What you are asked to do: Render the entries in the part that opens with the line containing "Every instance of the dark blue" and closes with the line containing "[[146, 117]]" as a two-column CSV with the columns text and answer. Use one row per entry, and put each value in a single quoted field with its line breaks replaced by spaces.

Task inputs:
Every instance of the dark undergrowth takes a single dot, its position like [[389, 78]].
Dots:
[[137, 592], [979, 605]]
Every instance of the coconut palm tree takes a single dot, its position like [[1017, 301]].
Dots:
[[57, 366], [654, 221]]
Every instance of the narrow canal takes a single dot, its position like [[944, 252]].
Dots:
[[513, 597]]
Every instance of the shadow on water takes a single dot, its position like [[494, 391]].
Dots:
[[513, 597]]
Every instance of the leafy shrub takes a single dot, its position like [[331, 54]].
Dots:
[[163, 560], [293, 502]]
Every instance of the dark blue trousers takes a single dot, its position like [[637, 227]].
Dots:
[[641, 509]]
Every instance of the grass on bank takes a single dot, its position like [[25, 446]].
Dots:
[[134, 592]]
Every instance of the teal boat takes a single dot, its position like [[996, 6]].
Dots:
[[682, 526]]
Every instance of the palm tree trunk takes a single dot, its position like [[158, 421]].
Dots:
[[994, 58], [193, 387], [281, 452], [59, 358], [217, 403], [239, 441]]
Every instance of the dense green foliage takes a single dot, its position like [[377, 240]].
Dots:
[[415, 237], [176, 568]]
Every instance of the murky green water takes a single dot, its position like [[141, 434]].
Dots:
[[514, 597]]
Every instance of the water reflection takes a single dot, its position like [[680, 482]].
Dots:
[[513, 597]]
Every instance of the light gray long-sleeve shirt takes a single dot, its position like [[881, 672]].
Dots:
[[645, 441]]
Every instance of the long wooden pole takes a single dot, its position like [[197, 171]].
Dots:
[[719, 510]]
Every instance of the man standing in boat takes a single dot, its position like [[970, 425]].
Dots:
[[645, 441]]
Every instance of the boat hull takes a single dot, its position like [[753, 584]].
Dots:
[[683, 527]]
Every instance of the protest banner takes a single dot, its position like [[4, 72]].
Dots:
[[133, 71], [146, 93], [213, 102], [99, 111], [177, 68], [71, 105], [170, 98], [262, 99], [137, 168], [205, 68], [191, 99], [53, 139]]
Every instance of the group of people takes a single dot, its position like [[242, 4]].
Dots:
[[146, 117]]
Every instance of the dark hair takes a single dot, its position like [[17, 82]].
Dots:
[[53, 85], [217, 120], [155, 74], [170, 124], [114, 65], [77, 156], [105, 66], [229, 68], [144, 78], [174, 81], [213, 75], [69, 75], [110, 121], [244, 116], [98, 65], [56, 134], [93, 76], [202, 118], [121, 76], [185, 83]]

Task output:
text,answer
"Every instance of the dark blue trousers takes a single dot, its position like [[637, 227]]. Dots:","[[641, 509]]"
"Every instance of the grass on bank takes a single dot, its position like [[25, 446]]. Dots:","[[134, 592]]"
"Every instance of the teal boat takes a single dot, its position like [[996, 6]]. Dots:","[[682, 526]]"
"Every instance of the palm tree trunk takes a single dot, its position like [[158, 421]]. Dots:","[[994, 58], [193, 387], [281, 452], [59, 358], [217, 403], [239, 441]]"
"Every instance of the dense green foliage takes a single dot, its position like [[377, 240]]. Dots:","[[415, 237], [176, 568]]"
"Every instance of the murky green water takes a single dot, its position like [[141, 434]]. Dots:","[[514, 597]]"
"Every instance of the water reflection takes a single dot, its position like [[680, 482]]. Dots:","[[513, 597]]"
"Every instance of the light gray long-sleeve shirt takes a single dot, its position like [[881, 672]]. Dots:","[[645, 441]]"
"Every instance of the long wooden pole takes a single dot, its position like [[197, 171]]. Dots:","[[719, 510]]"
"Every instance of the man standing in boat takes a single dot, its position like [[970, 425]]. Dots:","[[645, 441]]"
"Every instance of the boat hull takes a single dot, its position like [[753, 584]]. Dots:","[[683, 527]]"
"Every instance of the protest banner takes a single dot, its position like [[4, 72]]. Dots:","[[133, 71], [146, 93], [213, 102], [99, 111], [177, 68], [71, 105], [170, 98], [262, 99], [137, 168], [205, 68], [191, 99], [53, 139]]"
"Every instance of the group of people takes a single dot, its position like [[242, 4]]. Dots:","[[146, 117]]"